Extrait du texte →
= = =

La force d’un espace géographique en voie de développement réside dans son potentiel économique et la gestion qui en est faite. Dans la préfecture de Dankpen, une localité située à environ 90 km à l’ouest de la ville de Kara, le commerce occupe une place importante dans cette chaîne. De riches opportunités d’affaires sont à saisir dans ce milieu connu sous le dénominatif de mamelle du Togo avec ses 147.000 habitants et douze cantons. Carrefour économique des acteurs commerciaux de la région et plaque tournante des acteurs venus du Ghana voisin du fait de sa situation géographique, la préfecture tarde cependant à amorcer véritablement cet élan de développement prôné par les autorités. Quelles sont donc les caractéristiques du commerce dans la préfecture ? Quels en sont les atouts majeurs et les problèmes ?
Une économie de marché basée sur le commerce du coton, des céréales et des tubercules, produits localement cultivés.
Le commerce dans la préfecture de Dankpen est essentiellement basé sur le coton, l’igname et le soja, des produits massivement cultivés sur le plan local et qui font sa richesse économique. Composée de douze (12) cantons, la préfecture de Dankpen a autant de marchés. Chaque marché s’anime un jour donné dans la semaine. Les lundis par exemple, c’est le jour de marché à Bapuré, un des cantons de la préfecture. Tous les dimanches par contre, ces douze (12) cantons et les acteurs économiques environnants, du Ghana de Kara, Kétao ainsi que de Kabou se retrouvent au grand marché de Guérin Kouka, chef lieu de la préfecture, un grand carrefour économique de la région de la Kara. Avec des prix variant entre 200 F et 150 F le kilogramme selon les différents choix, la vente du coton constitue une part importante dans l’économie de la préfecture de Dankpen.
« Des acteurs commerciaux viennent acheter le coton ici pour les convoyer à Kara. D’autres agriculteurs proches de la frontière du Ghana préfèrent pour leur part traverser la frontière pour aller le commercialiser », a déclaré M. Ounadi Bouboukoume, contrôleur des recettes de la préfecture.
Première préfecture productrice d’igname au Togo, l’économie de Dankpen est également assise sur le commerce d’igname vendu par« calebasse » composée de cent (100) tubercules d’ignames, « demi calebasse » ou par tas de trois (3) et à des prix défiant la concurrence. Ces deux produits associés au soja et au karité sont écoulés sur le marché local et les localités environnantes. Ils sont également exportés vers Kara, les autres villes du pays et au Ghana voisin. Soulignons à ce propos que l’offre est parfois forte que la demande.

= = =

Liste fournie →
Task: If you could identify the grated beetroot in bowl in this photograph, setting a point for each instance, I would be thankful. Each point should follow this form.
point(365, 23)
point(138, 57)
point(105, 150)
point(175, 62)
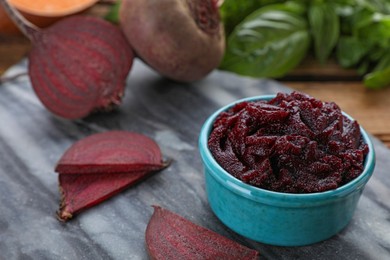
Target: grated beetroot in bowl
point(293, 143)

= = =

Objectif → Selon l'extrait consacré au commerce dans la préfecture de Dankpen, combien de tubercules d'igname compose une « calebasse » ?

Résultat attendu → Une « calebasse » compte cent (100) tubercules d'igname.